- [Goal of the exercise]:
The expected output is the full set of entries, retyped verbatim, pictures excluded.

- [Natural-language object grounding data]:
►
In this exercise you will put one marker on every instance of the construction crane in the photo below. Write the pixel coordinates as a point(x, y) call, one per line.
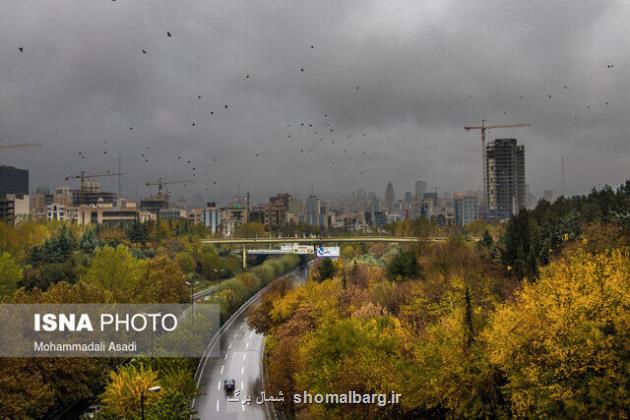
point(19, 146)
point(482, 128)
point(161, 183)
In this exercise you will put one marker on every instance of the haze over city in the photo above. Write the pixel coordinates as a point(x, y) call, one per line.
point(186, 90)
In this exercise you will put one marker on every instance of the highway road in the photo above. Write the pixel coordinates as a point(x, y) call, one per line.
point(241, 350)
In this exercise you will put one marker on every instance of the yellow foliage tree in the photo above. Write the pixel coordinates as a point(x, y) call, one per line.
point(122, 395)
point(563, 344)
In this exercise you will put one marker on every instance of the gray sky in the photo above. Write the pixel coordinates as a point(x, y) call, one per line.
point(423, 69)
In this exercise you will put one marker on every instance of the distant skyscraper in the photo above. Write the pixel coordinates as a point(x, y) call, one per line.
point(465, 208)
point(420, 189)
point(505, 184)
point(313, 210)
point(390, 197)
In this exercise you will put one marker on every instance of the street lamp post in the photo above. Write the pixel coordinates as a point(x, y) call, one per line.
point(152, 389)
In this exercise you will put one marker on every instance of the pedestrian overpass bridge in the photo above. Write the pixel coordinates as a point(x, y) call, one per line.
point(245, 242)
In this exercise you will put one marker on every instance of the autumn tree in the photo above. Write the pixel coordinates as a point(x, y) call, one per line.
point(563, 344)
point(10, 273)
point(124, 389)
point(326, 269)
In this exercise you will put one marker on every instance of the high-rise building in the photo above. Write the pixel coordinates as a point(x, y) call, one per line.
point(13, 181)
point(420, 189)
point(466, 208)
point(313, 210)
point(210, 217)
point(390, 197)
point(505, 184)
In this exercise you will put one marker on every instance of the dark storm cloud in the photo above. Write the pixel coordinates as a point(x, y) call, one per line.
point(409, 75)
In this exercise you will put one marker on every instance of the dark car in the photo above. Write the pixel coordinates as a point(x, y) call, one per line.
point(91, 412)
point(229, 385)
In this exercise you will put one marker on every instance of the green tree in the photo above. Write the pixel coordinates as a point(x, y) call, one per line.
point(403, 265)
point(172, 405)
point(10, 274)
point(116, 271)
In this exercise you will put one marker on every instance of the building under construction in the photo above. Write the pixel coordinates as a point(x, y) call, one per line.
point(505, 178)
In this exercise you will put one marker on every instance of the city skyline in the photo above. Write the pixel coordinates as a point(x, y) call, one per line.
point(397, 83)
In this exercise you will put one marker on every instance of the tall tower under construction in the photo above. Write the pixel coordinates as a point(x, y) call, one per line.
point(505, 182)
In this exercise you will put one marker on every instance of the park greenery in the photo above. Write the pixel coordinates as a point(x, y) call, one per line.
point(531, 321)
point(134, 263)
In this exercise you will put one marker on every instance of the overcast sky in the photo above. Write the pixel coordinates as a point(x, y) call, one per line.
point(397, 81)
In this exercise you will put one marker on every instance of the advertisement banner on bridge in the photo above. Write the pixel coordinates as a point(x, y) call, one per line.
point(327, 252)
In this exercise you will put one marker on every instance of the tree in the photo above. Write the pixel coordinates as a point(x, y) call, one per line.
point(122, 395)
point(563, 343)
point(116, 271)
point(173, 406)
point(403, 265)
point(137, 232)
point(326, 269)
point(88, 242)
point(10, 273)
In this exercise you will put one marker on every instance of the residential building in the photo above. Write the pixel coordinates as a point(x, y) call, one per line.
point(505, 178)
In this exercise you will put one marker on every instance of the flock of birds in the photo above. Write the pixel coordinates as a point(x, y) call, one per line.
point(316, 139)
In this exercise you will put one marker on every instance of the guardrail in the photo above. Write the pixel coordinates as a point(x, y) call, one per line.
point(319, 240)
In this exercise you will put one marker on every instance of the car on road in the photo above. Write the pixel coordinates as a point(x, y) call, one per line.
point(229, 385)
point(91, 412)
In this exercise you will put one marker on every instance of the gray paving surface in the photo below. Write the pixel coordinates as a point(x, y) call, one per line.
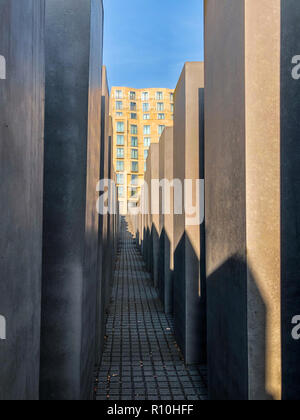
point(141, 359)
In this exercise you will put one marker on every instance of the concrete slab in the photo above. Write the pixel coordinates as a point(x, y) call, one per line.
point(166, 228)
point(72, 161)
point(189, 257)
point(22, 89)
point(252, 198)
point(154, 210)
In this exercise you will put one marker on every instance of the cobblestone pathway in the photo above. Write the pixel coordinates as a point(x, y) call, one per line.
point(141, 359)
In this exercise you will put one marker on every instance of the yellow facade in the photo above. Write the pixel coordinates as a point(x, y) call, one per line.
point(139, 117)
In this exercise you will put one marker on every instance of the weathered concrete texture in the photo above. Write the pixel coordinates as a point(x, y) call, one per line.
point(105, 141)
point(252, 198)
point(166, 222)
point(189, 258)
point(72, 162)
point(154, 210)
point(21, 194)
point(290, 198)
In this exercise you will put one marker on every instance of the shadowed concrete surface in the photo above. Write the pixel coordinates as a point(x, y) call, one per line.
point(252, 157)
point(141, 359)
point(189, 249)
point(21, 195)
point(74, 30)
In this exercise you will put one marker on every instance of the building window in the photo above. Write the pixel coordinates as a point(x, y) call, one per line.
point(147, 129)
point(159, 96)
point(161, 129)
point(134, 154)
point(147, 141)
point(160, 106)
point(119, 94)
point(133, 192)
point(119, 105)
point(146, 107)
point(120, 153)
point(134, 142)
point(134, 166)
point(121, 191)
point(120, 179)
point(134, 179)
point(120, 127)
point(133, 129)
point(120, 140)
point(120, 166)
point(145, 96)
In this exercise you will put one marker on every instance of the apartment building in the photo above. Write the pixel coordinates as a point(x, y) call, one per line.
point(139, 118)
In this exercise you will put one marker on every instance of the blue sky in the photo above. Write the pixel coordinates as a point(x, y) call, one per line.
point(146, 42)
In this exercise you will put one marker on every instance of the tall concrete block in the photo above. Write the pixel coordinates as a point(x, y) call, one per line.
point(189, 258)
point(166, 222)
point(147, 216)
point(154, 212)
point(72, 161)
point(105, 174)
point(252, 198)
point(21, 195)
◄
- [Answer below]:
In this exercise you will put one marker on every instance of the construction crane in the photo below. Write the pixel coordinates as a point(x, y) call, one per line.
point(19, 146)
point(482, 128)
point(161, 183)
In this exercise you will put one marker on every instance of the haze over city in the photo above. Write the pixel coordinates as a point(x, y) call, one per line.
point(186, 90)
In this exercise you will put one marker on every instance of the highway road in the photo above. Write the pixel coordinates as a point(x, y) call, one per line.
point(241, 350)
In this exercise you will put one marker on every instance of the yellow foliage tree in the photo above. Write the pixel coordinates as a point(x, y) call, one per line.
point(122, 395)
point(563, 344)
In this exercise you will put one marker on every instance of the gray sky in the photo above. Write the pixel coordinates as a point(x, y) call, one per line.
point(423, 69)
In this exercise you will put one marker on every instance of the distant skyscraper in the photo above. Write the pixel coordinates as a point(x, y) call, one per line.
point(465, 208)
point(420, 189)
point(505, 184)
point(313, 210)
point(390, 197)
In this exercise you will put one marker on every instance of the street lamp post in the photo above. Write the pixel coordinates as a point(x, y) call, one per line.
point(152, 389)
In this exercise you will put one marker on every instance of the pedestrian overpass bridge in the photo above. Write the pixel coordinates as a point(x, y) call, one per line.
point(245, 242)
In this exercise you will put one marker on every instance of the autumn tree in the photo above. Write the pixel coordinates as a point(x, y) call, one per line.
point(563, 344)
point(10, 273)
point(124, 389)
point(326, 269)
In this exercise you will put one marker on every instance of the high-rise building in the photo above. Write the pixel coordinates as a point(x, y) call, one per line.
point(13, 181)
point(420, 189)
point(466, 208)
point(313, 210)
point(210, 217)
point(390, 197)
point(505, 184)
In this exercise you will put one marker on every instance of the dark storm cloud in the photo above. Write the pixel coordinates as a point(x, y) call, one per line.
point(409, 75)
In this exercise you will put one marker on every instance of the dark car in the photo above. Write the pixel coordinates as a point(x, y) call, one per line.
point(91, 412)
point(229, 385)
In this exercise you will put one marker on every instance of the green tree in the photo above. Write the pixel coordinates as a point(x, y) call, one per line.
point(403, 265)
point(172, 405)
point(10, 274)
point(116, 271)
In this exercise you will put one marker on every instance of the building under construction in the photo above. Write the pixel coordinates as a point(x, y) call, one per line.
point(505, 178)
In this exercise you will put one marker on every instance of the city skyline in the photo above. Write the pixel coordinates as a point(x, y) call, one per line.
point(397, 83)
In this exercise you will put one marker on every instance of the tall tower under construction in the photo above. Write the pixel coordinates as a point(x, y) call, one per line.
point(505, 182)
In this exercise you will put one marker on every instance of the park greenery in the photo above. Write the pixel coordinates as a point(x, y) call, one per line.
point(531, 321)
point(134, 263)
In this exercise you will put one marker on every instance of the overcast sky in the photo above. Write the pixel coordinates as a point(x, y) call, one per line.
point(397, 81)
In this exercise you will put one marker on every instance of the advertisement banner on bridge in the photo above. Write the pixel coordinates as a point(x, y) call, one per line.
point(327, 252)
In this exercise you will put one marker on every instance of the tree in the photo above. Write the pixel coordinates as a point(x, y) call, one per line.
point(122, 395)
point(563, 343)
point(116, 271)
point(173, 406)
point(403, 265)
point(137, 232)
point(326, 269)
point(88, 242)
point(10, 273)
In this exercise you will put one marker on every instance of the residential building in the photo above. Write the pixel coordinates as a point(x, y) call, one per line.
point(505, 178)
In this exercise you will put one marker on every instance of the flock of birds in the photo above. Write the pixel coordinates as a point(x, y) call, one per line.
point(316, 139)
In this exercise you will put one marker on every instance of the guardrail in the photo above. Write the pixel coordinates as a point(x, y) call, one per line.
point(319, 240)
In this exercise you will put one marker on every instance of the car on road in the photo above. Write the pixel coordinates as a point(x, y) call, one per line.
point(229, 385)
point(91, 412)
In this exercise you will put one marker on every instance of the gray paving surface in the photo below. Write the pixel coordinates as a point(x, y) call, one per line.
point(141, 359)
In this exercise you will put one marker on every instance of the concrete slab in the photo above. Write the pixel coordinates as a point(x, y) call, one per line.
point(166, 228)
point(72, 161)
point(189, 257)
point(22, 89)
point(252, 198)
point(154, 210)
In this exercise you will put one marker on every instance of the cobblestone pathway in the photo above. Write the pixel coordinates as a point(x, y) call, one per line.
point(141, 359)
In this exercise you will put one marker on every instance of the yellow facade in the photo above. Write the pixel coordinates as a point(x, y) call, one per line.
point(139, 117)
In this exercise you will put one marker on every instance of the weathered concrete texture in the photo above. Write the pixel coordinates as a point(x, y) call, one per line.
point(105, 141)
point(252, 198)
point(166, 222)
point(189, 258)
point(72, 162)
point(154, 210)
point(21, 194)
point(290, 198)
In this exercise you will put one marker on every instance of the shadowed concrete surface in the photo above. Write the pixel coordinates as a point(x, y) call, one per line.
point(252, 157)
point(141, 359)
point(189, 249)
point(21, 195)
point(74, 30)
In this exercise you will put one marker on every instance of the building window in the photo above. Write the pixel coordinates as a point(x, y) call, one per line.
point(147, 129)
point(159, 96)
point(161, 129)
point(134, 154)
point(147, 141)
point(160, 106)
point(119, 94)
point(133, 192)
point(119, 105)
point(146, 107)
point(120, 153)
point(134, 142)
point(134, 166)
point(121, 191)
point(120, 179)
point(134, 179)
point(120, 127)
point(133, 129)
point(120, 140)
point(120, 166)
point(145, 96)
In this exercise you will put one marker on every instance of the apartment building in the photo above. Write the pixel coordinates as a point(x, y) call, one per line.
point(139, 118)
In this exercise you will put one marker on every instance of the blue sky in the photo above. Write the pixel coordinates as a point(x, y) call, one per line.
point(146, 42)
In this exercise you will put one marker on every instance of the tall concrete block in the photo above. Write the pixel coordinates as a point(x, y) call, one per line.
point(189, 258)
point(166, 222)
point(147, 216)
point(154, 212)
point(72, 161)
point(105, 174)
point(252, 198)
point(21, 195)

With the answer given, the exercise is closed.